Stored records
########################################
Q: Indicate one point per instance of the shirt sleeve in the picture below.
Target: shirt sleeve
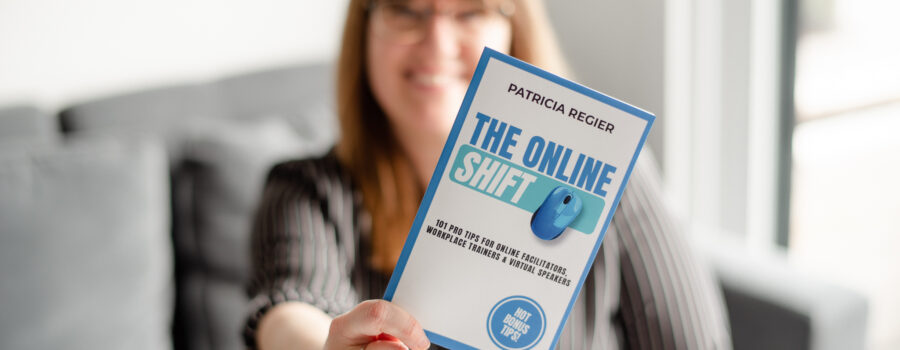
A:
(302, 241)
(668, 298)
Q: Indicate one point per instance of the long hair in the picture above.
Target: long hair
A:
(369, 150)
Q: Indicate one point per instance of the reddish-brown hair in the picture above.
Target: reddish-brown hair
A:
(367, 147)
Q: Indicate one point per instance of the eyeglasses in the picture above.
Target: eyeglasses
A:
(406, 22)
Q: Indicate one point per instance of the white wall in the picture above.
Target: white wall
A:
(54, 52)
(617, 47)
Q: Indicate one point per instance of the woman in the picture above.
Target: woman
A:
(330, 230)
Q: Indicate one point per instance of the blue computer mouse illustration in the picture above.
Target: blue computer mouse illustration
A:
(559, 209)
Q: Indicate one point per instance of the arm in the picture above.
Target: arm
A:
(669, 300)
(302, 241)
(293, 325)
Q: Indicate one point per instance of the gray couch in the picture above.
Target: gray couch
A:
(124, 222)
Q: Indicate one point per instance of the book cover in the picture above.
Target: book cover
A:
(517, 207)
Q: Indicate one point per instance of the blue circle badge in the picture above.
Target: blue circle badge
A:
(516, 322)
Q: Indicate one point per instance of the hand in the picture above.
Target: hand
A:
(376, 325)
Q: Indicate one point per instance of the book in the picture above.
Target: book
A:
(517, 207)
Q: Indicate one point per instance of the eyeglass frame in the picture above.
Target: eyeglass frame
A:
(505, 10)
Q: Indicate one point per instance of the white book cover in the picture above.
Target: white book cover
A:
(517, 207)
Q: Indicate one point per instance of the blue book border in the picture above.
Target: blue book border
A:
(486, 56)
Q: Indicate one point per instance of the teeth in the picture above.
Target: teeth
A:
(431, 79)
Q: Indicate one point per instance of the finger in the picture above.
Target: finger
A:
(373, 317)
(386, 345)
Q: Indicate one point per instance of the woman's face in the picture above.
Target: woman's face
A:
(422, 54)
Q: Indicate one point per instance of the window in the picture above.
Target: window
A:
(845, 196)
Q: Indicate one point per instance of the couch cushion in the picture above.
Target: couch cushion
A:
(26, 123)
(85, 254)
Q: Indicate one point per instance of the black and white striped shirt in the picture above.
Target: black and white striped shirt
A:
(646, 289)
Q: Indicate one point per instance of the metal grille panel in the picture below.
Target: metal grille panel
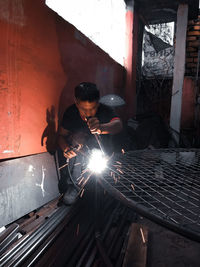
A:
(163, 185)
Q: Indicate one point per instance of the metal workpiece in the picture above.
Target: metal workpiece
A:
(162, 185)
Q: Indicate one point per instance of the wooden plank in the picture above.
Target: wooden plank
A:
(136, 253)
(179, 69)
(26, 184)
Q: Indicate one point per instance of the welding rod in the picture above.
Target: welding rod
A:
(97, 137)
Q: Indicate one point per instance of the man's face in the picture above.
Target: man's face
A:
(87, 109)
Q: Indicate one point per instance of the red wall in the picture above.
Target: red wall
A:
(42, 58)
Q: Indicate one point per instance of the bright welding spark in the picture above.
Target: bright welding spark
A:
(97, 161)
(120, 171)
(81, 181)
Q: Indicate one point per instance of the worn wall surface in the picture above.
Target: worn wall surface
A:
(188, 103)
(42, 58)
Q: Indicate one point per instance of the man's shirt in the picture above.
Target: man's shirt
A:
(78, 128)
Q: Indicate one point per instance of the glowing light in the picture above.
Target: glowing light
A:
(97, 161)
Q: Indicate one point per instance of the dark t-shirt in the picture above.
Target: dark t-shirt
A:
(79, 131)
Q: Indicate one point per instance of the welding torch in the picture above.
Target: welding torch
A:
(97, 137)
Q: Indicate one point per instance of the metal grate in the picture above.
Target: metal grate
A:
(163, 185)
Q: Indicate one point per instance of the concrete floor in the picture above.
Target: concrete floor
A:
(168, 249)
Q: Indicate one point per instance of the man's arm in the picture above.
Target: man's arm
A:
(62, 135)
(112, 127)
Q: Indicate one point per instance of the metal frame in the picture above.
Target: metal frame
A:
(162, 185)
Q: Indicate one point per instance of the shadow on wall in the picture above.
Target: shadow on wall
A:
(50, 131)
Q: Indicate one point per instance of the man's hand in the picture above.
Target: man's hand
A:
(68, 154)
(72, 152)
(94, 125)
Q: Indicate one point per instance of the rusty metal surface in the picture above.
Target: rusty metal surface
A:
(26, 184)
(163, 185)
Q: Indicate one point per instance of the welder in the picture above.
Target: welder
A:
(81, 123)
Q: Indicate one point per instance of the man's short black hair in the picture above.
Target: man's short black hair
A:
(86, 91)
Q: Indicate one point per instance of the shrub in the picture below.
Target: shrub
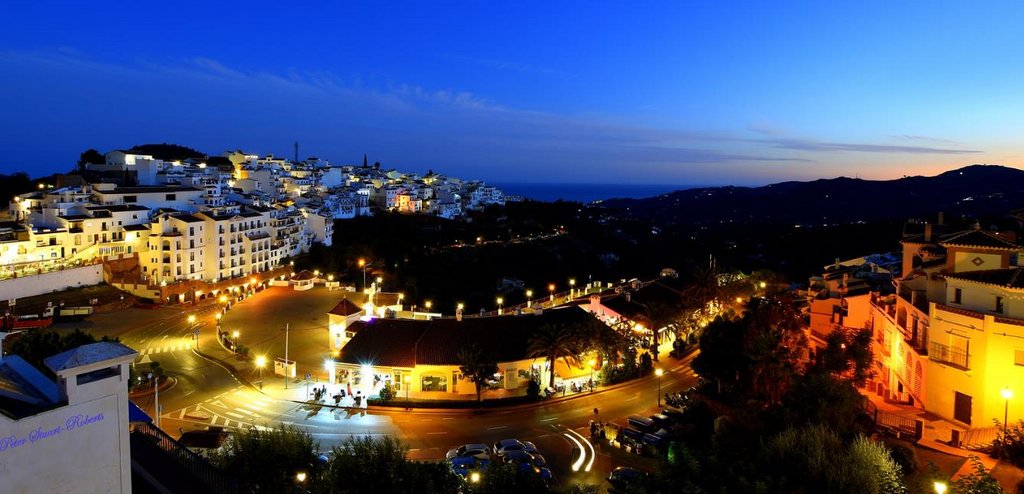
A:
(534, 389)
(904, 456)
(387, 393)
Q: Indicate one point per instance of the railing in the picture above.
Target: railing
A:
(949, 355)
(892, 423)
(981, 438)
(192, 461)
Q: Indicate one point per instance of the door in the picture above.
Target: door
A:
(962, 408)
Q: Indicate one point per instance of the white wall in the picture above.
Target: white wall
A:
(70, 449)
(51, 282)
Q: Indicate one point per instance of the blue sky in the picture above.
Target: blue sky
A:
(662, 92)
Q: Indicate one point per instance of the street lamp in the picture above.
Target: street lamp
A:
(192, 328)
(592, 363)
(658, 373)
(1007, 395)
(260, 363)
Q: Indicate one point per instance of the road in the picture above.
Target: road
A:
(206, 394)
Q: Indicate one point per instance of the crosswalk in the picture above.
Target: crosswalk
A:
(175, 346)
(238, 408)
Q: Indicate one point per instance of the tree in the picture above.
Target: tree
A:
(368, 464)
(476, 367)
(553, 341)
(90, 157)
(269, 459)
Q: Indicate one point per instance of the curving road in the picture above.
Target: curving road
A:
(207, 394)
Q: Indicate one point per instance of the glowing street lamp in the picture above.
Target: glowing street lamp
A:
(592, 363)
(658, 373)
(192, 328)
(1007, 395)
(260, 364)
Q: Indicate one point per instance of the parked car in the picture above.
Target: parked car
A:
(469, 450)
(464, 465)
(675, 415)
(622, 477)
(642, 423)
(504, 446)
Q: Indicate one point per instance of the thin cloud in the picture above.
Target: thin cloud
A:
(819, 146)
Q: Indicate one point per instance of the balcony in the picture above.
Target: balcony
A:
(948, 355)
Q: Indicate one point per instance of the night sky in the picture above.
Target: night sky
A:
(663, 92)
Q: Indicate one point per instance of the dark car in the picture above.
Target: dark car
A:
(625, 476)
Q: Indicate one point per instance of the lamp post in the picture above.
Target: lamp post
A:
(1007, 395)
(192, 328)
(592, 363)
(260, 363)
(658, 373)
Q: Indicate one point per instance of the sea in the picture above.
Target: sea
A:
(588, 193)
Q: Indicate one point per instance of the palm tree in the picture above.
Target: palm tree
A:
(553, 341)
(476, 367)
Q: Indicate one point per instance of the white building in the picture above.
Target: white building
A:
(70, 435)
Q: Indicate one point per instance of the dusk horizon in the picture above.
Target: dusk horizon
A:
(674, 94)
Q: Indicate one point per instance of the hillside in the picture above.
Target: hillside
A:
(973, 191)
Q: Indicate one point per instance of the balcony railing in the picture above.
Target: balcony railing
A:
(948, 355)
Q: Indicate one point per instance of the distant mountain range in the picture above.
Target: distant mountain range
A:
(973, 191)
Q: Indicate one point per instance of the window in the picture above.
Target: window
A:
(433, 383)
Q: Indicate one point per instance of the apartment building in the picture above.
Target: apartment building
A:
(951, 338)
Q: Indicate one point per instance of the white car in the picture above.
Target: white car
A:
(479, 451)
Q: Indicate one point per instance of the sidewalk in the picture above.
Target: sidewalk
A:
(936, 434)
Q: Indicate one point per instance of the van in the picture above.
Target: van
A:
(642, 423)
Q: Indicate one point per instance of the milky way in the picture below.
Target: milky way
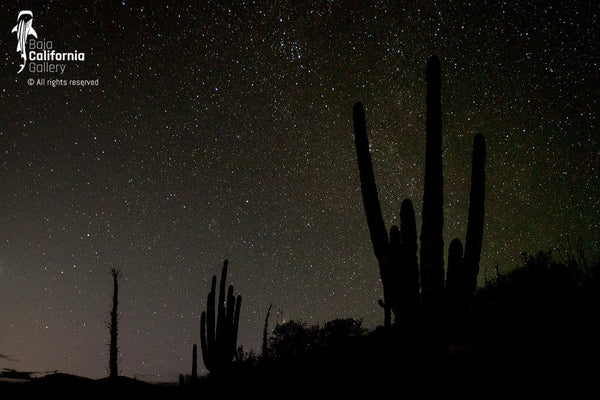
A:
(222, 131)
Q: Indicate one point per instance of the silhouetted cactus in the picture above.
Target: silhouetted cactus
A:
(432, 240)
(455, 276)
(194, 364)
(114, 329)
(392, 253)
(218, 335)
(396, 253)
(475, 224)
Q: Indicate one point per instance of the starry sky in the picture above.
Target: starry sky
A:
(224, 131)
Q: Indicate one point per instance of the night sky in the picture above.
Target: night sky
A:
(225, 131)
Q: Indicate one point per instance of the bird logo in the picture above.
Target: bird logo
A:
(23, 29)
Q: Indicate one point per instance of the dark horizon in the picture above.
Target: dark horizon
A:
(219, 132)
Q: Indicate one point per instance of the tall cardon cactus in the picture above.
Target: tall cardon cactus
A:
(407, 286)
(218, 336)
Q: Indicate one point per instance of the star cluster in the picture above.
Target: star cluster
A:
(223, 131)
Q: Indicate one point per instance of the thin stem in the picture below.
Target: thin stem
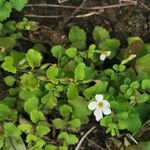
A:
(83, 138)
########################################
**WHAT THE EXERCISE ASKS**
With the line that has "Target: starry sky" as the first and the line that has "Q: Indicate one point per instance of the star cluster" as the last, repeat exactly that run of lines above and no more.

**PROBLEM SOLUTION**
Target: starry sky
A:
(224, 131)
Q: Indicate one point per instance of the night sky in the picture above.
Target: night sky
A:
(225, 131)
Q: Indicate one point per instance of the bird logo in the picture above.
Target: bird logo
A:
(23, 29)
Q: Indicate one point per instance of the dark horizon in the picture above.
Target: dark horizon
A:
(219, 132)
Q: Indicate one point per instance of the tall cardon cactus in the picture above.
Target: tall cardon cactus
A:
(407, 286)
(218, 336)
Q: Indicate one point per instance of the star cluster in the picture above.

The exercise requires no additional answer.